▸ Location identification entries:

■ ■ ■ ■

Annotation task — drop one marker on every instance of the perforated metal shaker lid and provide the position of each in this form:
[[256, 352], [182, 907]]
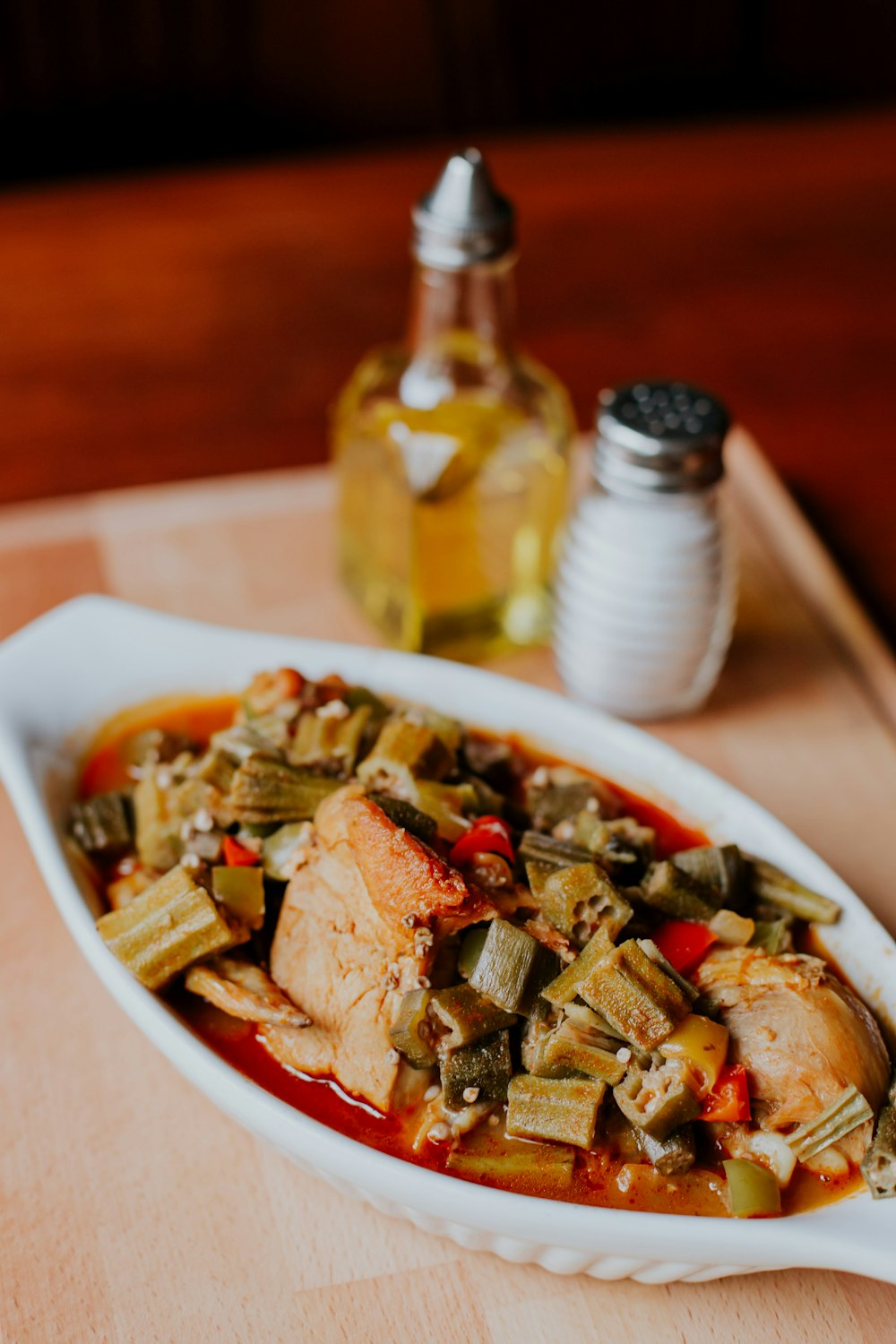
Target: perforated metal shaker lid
[[463, 220], [659, 438]]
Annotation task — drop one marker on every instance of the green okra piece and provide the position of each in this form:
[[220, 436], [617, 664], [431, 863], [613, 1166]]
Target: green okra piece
[[406, 816], [102, 824], [565, 986], [328, 742], [358, 696], [532, 1048], [676, 894], [468, 1015], [166, 929], [621, 844], [513, 968], [218, 769], [564, 795], [403, 753], [239, 742], [578, 898], [879, 1163], [563, 1110], [411, 1032], [271, 790], [477, 1073], [573, 1050], [686, 988], [672, 1155], [718, 867], [538, 849], [656, 1101], [541, 1168], [774, 887], [834, 1123], [732, 929], [153, 746], [635, 995]]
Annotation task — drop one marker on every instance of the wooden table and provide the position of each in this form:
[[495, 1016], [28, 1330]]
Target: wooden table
[[202, 323], [132, 1211]]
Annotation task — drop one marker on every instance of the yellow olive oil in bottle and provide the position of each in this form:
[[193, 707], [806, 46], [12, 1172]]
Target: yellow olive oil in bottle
[[452, 453]]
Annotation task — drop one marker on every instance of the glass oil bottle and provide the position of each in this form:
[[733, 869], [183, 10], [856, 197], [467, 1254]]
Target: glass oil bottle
[[452, 453]]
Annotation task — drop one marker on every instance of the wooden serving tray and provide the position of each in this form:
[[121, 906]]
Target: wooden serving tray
[[131, 1210]]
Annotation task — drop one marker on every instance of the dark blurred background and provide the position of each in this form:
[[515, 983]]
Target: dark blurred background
[[705, 188], [97, 86]]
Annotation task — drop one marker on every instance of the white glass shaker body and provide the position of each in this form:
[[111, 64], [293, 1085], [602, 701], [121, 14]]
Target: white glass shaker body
[[645, 602]]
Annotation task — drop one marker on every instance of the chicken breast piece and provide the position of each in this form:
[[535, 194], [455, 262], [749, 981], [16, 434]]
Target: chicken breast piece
[[244, 991], [799, 1032], [355, 933]]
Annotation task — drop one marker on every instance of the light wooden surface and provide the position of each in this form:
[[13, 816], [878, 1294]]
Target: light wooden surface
[[132, 1211]]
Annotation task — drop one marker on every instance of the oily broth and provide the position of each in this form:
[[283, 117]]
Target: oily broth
[[602, 1177]]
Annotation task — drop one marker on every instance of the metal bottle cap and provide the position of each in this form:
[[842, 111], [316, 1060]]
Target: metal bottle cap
[[659, 438], [462, 220]]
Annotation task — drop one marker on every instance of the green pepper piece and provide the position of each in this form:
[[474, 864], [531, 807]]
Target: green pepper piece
[[477, 1073], [753, 1190], [242, 890], [281, 844]]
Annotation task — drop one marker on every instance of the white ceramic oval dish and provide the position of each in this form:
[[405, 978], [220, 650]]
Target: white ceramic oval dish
[[72, 669]]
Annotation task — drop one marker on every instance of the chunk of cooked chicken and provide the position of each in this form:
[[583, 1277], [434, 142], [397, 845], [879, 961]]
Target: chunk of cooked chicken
[[801, 1034], [355, 933], [244, 991]]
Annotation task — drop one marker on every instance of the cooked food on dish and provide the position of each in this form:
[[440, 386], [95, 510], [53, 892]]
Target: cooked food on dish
[[482, 960]]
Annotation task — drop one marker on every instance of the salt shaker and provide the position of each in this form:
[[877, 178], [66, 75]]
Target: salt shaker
[[646, 586]]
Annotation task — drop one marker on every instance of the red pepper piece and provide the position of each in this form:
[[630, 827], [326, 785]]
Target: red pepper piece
[[728, 1099], [487, 835], [684, 943], [238, 855]]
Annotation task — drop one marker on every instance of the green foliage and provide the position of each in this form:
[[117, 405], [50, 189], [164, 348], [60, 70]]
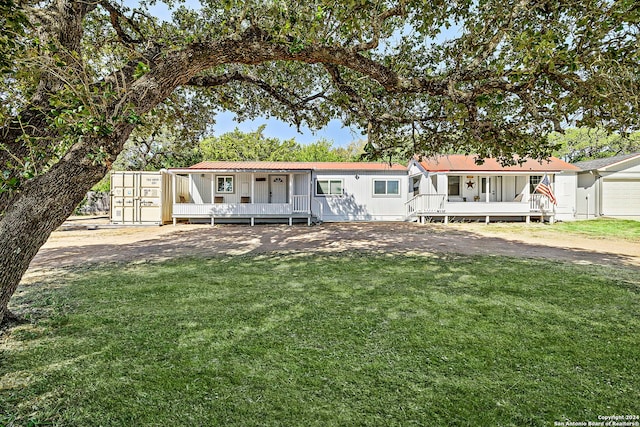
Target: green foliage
[[325, 340], [247, 146], [12, 27], [581, 144]]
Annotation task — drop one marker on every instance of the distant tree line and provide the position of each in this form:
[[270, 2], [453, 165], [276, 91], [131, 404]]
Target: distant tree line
[[580, 144]]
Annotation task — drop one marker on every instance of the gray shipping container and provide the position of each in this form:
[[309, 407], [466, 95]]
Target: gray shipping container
[[140, 198]]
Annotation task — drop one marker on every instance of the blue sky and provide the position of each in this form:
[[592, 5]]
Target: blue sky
[[225, 122]]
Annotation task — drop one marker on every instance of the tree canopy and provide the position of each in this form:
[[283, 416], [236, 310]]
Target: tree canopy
[[488, 77], [254, 146], [579, 144]]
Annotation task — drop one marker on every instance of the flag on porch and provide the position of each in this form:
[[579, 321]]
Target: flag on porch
[[544, 187]]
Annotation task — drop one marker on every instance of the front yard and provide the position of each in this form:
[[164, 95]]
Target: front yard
[[358, 339]]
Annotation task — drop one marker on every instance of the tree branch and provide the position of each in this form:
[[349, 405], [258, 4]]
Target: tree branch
[[116, 16], [376, 23]]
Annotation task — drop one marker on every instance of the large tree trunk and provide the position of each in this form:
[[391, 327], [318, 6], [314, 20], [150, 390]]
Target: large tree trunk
[[42, 206]]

■ ■ ■ ■

▸ TASK DESCRIPTION: Duplicate all of the rows above precisely, character for character, and leave the pictures out.

▸ OUTPUT BELOW:
Annotation task — drop one marker on every instance of the perforated metal shaker lid and provide the position of each in this form:
[[256, 352], [182, 907]]
Target: perforated metal shaker lid
[[463, 220], [659, 438]]
Annotation task — drop one marker on every instance of the green okra piece and provide the position of each in this form:
[[220, 436], [617, 664], [431, 863], [613, 1166]]
Target: green okra piece
[[406, 816], [102, 824], [565, 986], [328, 742], [358, 696], [532, 1048], [676, 894], [468, 1015], [166, 929], [621, 844], [513, 968], [218, 769], [564, 795], [403, 753], [239, 742], [578, 898], [879, 1163], [563, 1110], [411, 1032], [271, 790], [477, 1073], [573, 1050], [686, 988], [672, 1155], [718, 867], [538, 849], [656, 1101], [541, 1168], [774, 887], [834, 1123], [732, 929], [153, 746], [635, 995]]
Annotation task — drop one marker on every instance of the wooden table and provide the position of each in this form:
[[495, 1016], [28, 1330]]
Target: wooden table
[[202, 323], [132, 1211]]
Annotation task — drop one marker on every instance of the yellow olive oil in bottle and provide the position of each in this form:
[[193, 707], [806, 46], [12, 1172]]
Target: yellow olive oil in bottle
[[452, 453]]
Annotation task — drop one marker on every instance of the glass oil bottle and provide the position of each in this form:
[[733, 869], [183, 10], [856, 197], [467, 1254]]
Target: glass oil bottle
[[452, 453]]
Annotation task — drop one marker on every instance of the wooden serving tray and provide the position of each in this form:
[[121, 906]]
Target: wooden serving tray
[[131, 1210]]
Annotation task — drop one marker on every instance of the dark blurred background and provide the position of each in this form:
[[515, 983]]
Target: dark blurred background
[[705, 188], [97, 86]]
Annotation task — drop one marker on every instance of the white glass shaker body and provide the position of each in this form:
[[111, 64], [293, 1085], [602, 701], [121, 14]]
Target: white glass shaker body
[[645, 602]]
Annotation task — drop one marker on every instance of the chicken breast piece and provide the position of each in this form:
[[535, 194], [455, 262], [749, 981], [16, 434]]
Target: chicken breast piece
[[244, 991], [799, 1032], [355, 933]]
Annotation task — drop one marker on every instance of the light wooden surface and provide the position of each in this form:
[[13, 816], [878, 1294]]
Target: light wooden surface
[[132, 1211]]
Annotation task — drop one marker on every instance of the oily broth and provide the position of each in this form:
[[283, 117]]
Target: oily broth
[[602, 1177]]
Annotation task — drop one marker on every instance of the metal bottle cap and provide the position of each in this form:
[[842, 111], [316, 1060]]
Target: metal bottle cap
[[659, 438], [462, 220]]
Annotation task — drop one marker on every instance of the green pepper piece and provide the position of each in this form:
[[474, 864], [531, 807]]
Target: green pepper piece
[[477, 1073], [753, 1190], [242, 890], [281, 844]]
Annotation task — drop one marker on every instance of the white ceramic oval dish and provide the position of each in this form:
[[405, 978], [220, 650]]
Target: white ceramic oval dish
[[72, 669]]
Annotation task — drop one marker on every instance of the chunk of cooked chicken and provide the position of each in this form:
[[583, 1277], [434, 142], [397, 845], [879, 961]]
Target: chunk of cooked chicken
[[801, 1034], [355, 933], [244, 991]]
Annotation task — drop one marker on every instance of the cooked food on dish and provide the position of each in this form:
[[440, 386], [95, 510], [53, 892]]
Target: cooked food on dish
[[482, 960]]
Annotation task — drop one marker on every instance of the salt shaker and provide the position of each in this form:
[[877, 178], [66, 75]]
Target: salt shaker
[[646, 586]]
Annotation task — drop one marker on every instance of the red pepper piece and provide the position of each in this form:
[[630, 827], [326, 785]]
Target: red pepper piece
[[728, 1099], [487, 835], [684, 943], [238, 855]]
Annotation task — drop one marker on every instance of the green foliage and provide the position of each in this form:
[[117, 405], [50, 189], [164, 348], [60, 70]]
Target: green foliage
[[325, 340], [247, 146], [12, 27], [581, 144]]
Annotation task — drop one marker on every instance of the distant tree line and provide the position of each in this form:
[[270, 2], [453, 165], [276, 91], [131, 404]]
Target: distant tree line
[[580, 144]]
Annotation task — drop one marker on every instance of the gray shipping container and provide the position of each in this form:
[[309, 407], [466, 95]]
Target: gray shipping container
[[140, 198]]
Annotation task — drop one marker on every instance of the blue sky and provide the position of each in this form:
[[592, 5]]
Target: blue sky
[[225, 122]]
Annotation task — drop one marker on every instance of the tree canopy and provide the position of each in this form:
[[283, 416], [236, 310]]
Target: tree canopy
[[488, 77], [254, 146], [579, 144]]
Annotation task — drop one marker on every instance of the flag on porch and provide the position of each in this form:
[[579, 321]]
Target: flag on porch
[[544, 187]]
Annotation task — drop one marker on every instance of the front yard and provide the position of each in this form:
[[164, 95]]
Target: front yard
[[358, 339]]
Annotation task — drop one marker on every instance of the tree branch and provide the position of each in this form:
[[349, 405], [258, 4]]
Target: tree branch
[[116, 16], [376, 23]]
Annotation task — drop one marker on every instance of the large tree trunk and provide the position of each in this form:
[[391, 327], [318, 6], [314, 20], [150, 390]]
Target: large tree trunk
[[42, 206]]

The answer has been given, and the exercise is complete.